EXERCISE A:
List every lower limb body composition measure named in the abstract on foot posture in children with developmental coordination disorder.
EXERCISE B:
In the abstract on foot posture in children with developmental coordination disorder, rewrite the passage from "Methods: Fifty-nine children" up to and including "index were measured.", swapping "typically developing children" for "children without DCD".
EXERCISE C:
Extend the abstract on foot posture and body composition in children with developmental coordination disorder past its final sentence.

EXERCISE TEXT:
▶

Background: Foot posture which forms the distal supporting structure influences on postural stability. Children with developmental coordination disorder (DCD) who are more likely to be overweight or obese may present with flat foot with symptoms that affect daily activities. The aim of this study was to compare the foot posture and body composition measures between children with and without DCD. In addition, this study aimed to investigate the relationship between foot posture and fat percentage.
Methods: Fifty-nine children with DCD (mean age = 8.07±1.10) and sixty-two typically developing children (mean age = 7.97±1.05) were recruited to the DCD and control group respectively. All children received a foot posture assessment and a whole-body dual-energy X-ray absorptiometry (DXA) scan. Foot Posture Index 6 (FPI-6) total scores, sub-scores and lower limb body composition measures including fat mass, lean mass, total mass, fat percentage and fat mass index were measured.

◀

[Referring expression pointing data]
▶

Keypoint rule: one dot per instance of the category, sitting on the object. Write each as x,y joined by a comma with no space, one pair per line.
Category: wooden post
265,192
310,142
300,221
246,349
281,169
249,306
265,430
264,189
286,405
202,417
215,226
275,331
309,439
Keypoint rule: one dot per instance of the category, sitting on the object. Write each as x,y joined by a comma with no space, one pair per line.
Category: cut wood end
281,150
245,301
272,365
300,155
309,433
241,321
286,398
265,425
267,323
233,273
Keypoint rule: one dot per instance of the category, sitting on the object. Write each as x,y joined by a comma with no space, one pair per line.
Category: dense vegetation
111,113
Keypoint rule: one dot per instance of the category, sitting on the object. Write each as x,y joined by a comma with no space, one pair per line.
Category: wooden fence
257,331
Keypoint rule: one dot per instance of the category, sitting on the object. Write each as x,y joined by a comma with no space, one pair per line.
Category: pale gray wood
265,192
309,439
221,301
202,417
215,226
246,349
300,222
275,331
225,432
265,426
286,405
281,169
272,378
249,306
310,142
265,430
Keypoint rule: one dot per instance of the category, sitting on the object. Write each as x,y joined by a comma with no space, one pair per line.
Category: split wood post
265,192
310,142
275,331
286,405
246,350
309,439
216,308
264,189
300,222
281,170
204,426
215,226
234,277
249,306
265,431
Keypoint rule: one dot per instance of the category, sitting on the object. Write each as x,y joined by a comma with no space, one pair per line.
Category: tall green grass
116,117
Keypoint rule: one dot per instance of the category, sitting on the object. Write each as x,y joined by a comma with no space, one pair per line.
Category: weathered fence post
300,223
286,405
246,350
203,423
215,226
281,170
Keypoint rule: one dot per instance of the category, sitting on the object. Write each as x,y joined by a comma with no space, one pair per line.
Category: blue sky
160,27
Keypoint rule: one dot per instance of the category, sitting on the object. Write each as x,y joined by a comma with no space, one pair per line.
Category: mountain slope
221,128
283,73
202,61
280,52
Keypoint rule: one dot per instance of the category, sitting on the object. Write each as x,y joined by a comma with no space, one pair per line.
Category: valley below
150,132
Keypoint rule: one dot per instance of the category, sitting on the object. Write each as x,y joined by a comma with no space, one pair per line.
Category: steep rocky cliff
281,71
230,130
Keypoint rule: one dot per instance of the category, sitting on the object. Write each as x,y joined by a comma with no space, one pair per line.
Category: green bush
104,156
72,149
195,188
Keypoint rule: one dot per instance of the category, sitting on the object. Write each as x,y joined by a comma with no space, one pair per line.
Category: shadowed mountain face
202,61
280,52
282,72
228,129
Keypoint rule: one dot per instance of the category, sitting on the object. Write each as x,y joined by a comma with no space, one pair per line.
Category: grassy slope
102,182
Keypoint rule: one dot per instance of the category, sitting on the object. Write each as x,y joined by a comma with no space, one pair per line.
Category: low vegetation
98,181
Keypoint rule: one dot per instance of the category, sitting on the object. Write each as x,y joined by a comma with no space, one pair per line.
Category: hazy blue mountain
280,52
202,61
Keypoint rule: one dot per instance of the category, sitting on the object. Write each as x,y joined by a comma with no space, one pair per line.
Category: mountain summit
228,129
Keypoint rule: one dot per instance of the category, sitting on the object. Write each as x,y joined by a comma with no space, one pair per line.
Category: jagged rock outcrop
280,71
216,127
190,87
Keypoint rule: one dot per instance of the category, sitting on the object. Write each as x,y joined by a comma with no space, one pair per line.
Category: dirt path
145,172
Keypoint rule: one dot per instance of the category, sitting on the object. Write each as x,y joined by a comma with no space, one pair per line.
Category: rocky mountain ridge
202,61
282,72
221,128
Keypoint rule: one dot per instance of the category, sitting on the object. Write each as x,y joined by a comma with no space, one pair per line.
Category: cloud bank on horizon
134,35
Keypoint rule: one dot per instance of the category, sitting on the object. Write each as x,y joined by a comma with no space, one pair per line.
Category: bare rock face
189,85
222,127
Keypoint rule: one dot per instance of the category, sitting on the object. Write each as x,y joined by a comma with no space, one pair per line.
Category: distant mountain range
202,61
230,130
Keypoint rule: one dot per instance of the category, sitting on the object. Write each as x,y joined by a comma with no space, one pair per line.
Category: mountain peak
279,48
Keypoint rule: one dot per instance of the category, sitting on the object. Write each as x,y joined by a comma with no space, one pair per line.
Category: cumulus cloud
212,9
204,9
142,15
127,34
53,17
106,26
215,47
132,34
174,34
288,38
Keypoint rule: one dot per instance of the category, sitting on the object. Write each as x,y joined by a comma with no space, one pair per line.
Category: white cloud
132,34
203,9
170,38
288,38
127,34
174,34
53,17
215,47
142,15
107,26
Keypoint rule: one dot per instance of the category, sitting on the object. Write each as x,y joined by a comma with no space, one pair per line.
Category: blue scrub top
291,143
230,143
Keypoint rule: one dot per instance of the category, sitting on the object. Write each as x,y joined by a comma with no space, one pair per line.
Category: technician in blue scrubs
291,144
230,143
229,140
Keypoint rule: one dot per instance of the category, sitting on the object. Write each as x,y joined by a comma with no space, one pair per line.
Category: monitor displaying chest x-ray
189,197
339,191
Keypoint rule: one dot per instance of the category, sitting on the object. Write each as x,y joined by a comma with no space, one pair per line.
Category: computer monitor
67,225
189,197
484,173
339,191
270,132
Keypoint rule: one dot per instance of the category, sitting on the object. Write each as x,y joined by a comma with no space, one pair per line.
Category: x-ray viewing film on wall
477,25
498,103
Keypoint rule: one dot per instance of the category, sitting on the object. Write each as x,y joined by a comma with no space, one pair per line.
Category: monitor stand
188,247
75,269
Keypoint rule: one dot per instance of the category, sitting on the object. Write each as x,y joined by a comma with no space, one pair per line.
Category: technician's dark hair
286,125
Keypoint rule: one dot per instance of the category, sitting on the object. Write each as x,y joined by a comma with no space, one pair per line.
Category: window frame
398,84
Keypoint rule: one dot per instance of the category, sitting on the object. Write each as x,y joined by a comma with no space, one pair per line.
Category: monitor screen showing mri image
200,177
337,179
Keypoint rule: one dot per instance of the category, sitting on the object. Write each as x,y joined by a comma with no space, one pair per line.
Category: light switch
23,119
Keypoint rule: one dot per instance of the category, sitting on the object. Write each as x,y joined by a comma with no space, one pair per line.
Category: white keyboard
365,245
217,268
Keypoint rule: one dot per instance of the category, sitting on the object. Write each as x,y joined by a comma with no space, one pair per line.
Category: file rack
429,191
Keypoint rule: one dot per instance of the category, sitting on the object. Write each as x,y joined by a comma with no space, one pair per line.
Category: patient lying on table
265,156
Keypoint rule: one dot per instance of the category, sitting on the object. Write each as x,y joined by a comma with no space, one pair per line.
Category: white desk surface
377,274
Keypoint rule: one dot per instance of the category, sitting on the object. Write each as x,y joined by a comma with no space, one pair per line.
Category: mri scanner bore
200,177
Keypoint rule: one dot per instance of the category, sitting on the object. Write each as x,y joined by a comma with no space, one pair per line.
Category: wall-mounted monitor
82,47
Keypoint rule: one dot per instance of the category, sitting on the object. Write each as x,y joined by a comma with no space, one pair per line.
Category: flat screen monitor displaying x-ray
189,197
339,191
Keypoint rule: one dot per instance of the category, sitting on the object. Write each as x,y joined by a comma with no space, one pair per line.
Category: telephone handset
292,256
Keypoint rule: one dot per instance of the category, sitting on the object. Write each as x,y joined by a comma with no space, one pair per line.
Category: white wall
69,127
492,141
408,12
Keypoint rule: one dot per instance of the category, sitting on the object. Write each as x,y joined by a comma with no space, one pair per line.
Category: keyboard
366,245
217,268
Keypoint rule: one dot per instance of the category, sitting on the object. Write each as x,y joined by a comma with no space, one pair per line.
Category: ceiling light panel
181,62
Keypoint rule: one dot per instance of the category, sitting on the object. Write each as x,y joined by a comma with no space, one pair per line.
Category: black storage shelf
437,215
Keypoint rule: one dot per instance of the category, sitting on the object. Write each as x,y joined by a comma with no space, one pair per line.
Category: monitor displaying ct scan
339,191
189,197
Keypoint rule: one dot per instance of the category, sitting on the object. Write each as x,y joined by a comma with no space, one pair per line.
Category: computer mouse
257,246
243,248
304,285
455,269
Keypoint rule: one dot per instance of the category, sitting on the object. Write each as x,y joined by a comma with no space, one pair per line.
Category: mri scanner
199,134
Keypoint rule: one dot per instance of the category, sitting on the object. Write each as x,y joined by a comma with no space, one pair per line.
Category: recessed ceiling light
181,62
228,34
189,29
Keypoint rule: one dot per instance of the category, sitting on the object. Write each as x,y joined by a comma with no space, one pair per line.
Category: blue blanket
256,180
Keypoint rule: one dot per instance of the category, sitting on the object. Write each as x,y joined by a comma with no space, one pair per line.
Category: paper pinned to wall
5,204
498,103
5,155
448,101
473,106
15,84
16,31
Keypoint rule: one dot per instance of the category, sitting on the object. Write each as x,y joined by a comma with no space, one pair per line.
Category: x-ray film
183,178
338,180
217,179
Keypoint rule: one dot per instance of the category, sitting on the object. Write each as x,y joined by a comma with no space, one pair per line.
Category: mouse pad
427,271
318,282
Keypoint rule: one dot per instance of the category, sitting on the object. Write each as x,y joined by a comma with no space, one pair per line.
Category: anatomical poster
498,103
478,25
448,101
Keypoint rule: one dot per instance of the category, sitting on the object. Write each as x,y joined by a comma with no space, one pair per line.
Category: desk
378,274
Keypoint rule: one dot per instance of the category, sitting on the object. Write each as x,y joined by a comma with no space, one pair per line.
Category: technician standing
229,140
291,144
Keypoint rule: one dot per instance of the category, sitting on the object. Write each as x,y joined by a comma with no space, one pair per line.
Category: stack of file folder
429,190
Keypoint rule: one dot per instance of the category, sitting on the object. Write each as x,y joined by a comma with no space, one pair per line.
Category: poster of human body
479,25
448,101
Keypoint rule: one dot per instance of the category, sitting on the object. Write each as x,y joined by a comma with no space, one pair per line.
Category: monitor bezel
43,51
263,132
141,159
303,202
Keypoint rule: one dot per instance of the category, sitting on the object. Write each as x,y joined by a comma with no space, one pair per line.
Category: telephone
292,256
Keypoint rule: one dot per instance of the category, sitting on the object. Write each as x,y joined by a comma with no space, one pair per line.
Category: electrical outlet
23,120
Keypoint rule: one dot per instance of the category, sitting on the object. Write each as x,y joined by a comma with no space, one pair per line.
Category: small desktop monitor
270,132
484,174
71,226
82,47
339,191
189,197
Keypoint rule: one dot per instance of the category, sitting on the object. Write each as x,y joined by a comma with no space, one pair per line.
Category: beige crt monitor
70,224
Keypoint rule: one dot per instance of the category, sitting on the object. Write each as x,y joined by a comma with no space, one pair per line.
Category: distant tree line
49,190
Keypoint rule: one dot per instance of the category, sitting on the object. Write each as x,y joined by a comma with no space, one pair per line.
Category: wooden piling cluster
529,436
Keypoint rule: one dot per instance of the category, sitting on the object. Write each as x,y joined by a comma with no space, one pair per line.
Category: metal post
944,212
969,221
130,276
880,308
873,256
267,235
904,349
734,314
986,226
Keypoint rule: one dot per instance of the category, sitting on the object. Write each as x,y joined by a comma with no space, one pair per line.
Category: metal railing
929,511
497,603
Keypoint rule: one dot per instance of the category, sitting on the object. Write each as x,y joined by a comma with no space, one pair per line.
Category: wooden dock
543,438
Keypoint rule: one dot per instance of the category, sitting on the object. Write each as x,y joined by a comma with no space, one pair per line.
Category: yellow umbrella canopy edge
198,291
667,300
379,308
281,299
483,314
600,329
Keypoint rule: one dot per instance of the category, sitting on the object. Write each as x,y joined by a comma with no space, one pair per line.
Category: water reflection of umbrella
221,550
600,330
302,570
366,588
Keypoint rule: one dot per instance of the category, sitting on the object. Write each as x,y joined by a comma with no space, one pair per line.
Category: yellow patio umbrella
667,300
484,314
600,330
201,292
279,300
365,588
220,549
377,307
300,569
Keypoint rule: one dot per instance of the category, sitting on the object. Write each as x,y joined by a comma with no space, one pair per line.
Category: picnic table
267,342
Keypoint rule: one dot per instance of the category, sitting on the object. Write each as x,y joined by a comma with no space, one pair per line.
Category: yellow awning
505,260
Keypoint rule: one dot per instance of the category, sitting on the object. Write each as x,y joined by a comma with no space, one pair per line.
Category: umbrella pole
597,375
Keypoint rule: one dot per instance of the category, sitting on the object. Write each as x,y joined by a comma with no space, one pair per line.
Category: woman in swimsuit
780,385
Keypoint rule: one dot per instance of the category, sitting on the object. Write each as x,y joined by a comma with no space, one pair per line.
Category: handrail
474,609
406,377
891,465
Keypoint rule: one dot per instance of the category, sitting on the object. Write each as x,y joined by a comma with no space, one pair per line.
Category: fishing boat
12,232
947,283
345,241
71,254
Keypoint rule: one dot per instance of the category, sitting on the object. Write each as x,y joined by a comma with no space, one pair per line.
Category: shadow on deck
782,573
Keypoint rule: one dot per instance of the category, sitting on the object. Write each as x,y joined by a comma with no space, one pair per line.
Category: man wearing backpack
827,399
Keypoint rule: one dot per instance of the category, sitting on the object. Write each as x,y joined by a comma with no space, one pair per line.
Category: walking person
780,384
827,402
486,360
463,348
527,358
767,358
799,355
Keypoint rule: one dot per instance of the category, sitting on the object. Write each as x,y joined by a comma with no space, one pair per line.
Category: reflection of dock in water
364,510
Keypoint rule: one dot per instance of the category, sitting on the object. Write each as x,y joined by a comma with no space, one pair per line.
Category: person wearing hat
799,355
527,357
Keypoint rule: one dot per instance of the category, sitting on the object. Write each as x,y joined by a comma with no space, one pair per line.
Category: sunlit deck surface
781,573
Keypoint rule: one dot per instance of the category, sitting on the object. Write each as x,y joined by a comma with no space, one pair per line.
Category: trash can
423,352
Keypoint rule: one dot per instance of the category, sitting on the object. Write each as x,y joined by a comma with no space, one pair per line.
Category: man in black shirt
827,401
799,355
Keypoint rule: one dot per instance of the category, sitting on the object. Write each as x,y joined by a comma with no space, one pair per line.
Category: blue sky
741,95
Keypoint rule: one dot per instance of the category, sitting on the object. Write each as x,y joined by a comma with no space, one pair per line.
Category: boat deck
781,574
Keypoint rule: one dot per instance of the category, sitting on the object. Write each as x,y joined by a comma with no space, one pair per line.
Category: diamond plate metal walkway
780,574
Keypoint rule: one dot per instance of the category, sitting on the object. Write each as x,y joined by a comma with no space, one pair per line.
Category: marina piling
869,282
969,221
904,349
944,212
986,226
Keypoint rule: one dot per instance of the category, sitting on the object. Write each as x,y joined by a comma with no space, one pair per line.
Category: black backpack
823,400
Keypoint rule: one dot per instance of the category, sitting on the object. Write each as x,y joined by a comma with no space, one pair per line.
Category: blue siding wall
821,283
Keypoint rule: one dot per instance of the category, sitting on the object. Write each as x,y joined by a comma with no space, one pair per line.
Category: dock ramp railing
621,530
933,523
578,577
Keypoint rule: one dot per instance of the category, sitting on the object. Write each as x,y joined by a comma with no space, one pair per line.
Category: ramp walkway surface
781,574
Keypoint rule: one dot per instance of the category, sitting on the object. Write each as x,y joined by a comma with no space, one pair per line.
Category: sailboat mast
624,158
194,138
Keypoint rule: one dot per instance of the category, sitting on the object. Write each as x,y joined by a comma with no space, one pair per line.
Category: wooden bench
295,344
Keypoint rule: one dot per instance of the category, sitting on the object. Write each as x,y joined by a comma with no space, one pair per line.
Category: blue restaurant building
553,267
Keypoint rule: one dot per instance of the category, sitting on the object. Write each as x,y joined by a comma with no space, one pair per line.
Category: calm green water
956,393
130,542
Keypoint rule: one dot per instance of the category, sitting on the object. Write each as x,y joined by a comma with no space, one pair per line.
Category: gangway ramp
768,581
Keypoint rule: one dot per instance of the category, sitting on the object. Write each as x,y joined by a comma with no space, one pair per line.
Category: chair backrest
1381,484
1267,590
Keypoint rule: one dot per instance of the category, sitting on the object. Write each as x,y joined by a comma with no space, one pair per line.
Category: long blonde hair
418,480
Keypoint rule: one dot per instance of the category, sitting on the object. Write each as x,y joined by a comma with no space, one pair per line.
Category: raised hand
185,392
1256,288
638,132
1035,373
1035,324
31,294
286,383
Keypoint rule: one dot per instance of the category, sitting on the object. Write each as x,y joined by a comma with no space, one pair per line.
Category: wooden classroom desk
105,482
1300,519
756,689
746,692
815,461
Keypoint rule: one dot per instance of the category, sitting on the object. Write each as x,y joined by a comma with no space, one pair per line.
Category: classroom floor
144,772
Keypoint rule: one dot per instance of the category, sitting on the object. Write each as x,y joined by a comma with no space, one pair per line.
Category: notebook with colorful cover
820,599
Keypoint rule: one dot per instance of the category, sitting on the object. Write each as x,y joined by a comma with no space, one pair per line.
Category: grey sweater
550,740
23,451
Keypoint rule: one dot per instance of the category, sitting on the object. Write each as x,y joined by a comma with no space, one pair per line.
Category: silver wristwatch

◀

EXPECTED OUTPUT A:
fat mass, lean mass, total mass, fat percentage, fat mass index

EXPECTED OUTPUT B:
Methods: Fifty-nine children with DCD (mean age = 8.07±1.10) and sixty-two children without DCD (mean age = 7.97±1.05) were recruited to the DCD and control group respectively. All children received a foot posture assessment and a whole-body dual-energy X-ray absorptiometry (DXA) scan. Foot Posture Index 6 (FPI-6) total scores, sub-scores and lower limb body composition measures including fat mass, lean mass, total mass, fat percentage and fat mass index were measured.

EXPECTED OUTPUT C:
Results: Children with DCD revealed a significantly higher FPI-6 left (1.12; 95% CI: 0.172, 2.061) and right (1.15; 95% CI: 0.218, 2.079) total score. FPI-6 sub-scores (talar head palpation and abduction/adduction forefoot on rearfoot) illustrated significant differences between children with and without DCD. Children with DCD had a significantly higher total fat mass (1247.48g; 95% CI: 121.654, 2373.304), total fat percentage (1.82%; 95% CI: 0.115, 3.525) and fat mass index (0.56kg/m2; 95% CI: 0.036, 1.069). There was a significant relationship between FPI-6 right total score and total fat percentage.
Conclusion: The findings of this study showed that children with DCD exhibited significantly more pronated foot posture and higher body composition measures compared to typically developing children. Moreover, with FPI-6 right total score significantly related to the total fat percentage, it may require more than just detecting abnormal foot structures in children with DCD but also promoting a healthy lifestyle to prevent obesity. Copyright © 2022 Yam et al.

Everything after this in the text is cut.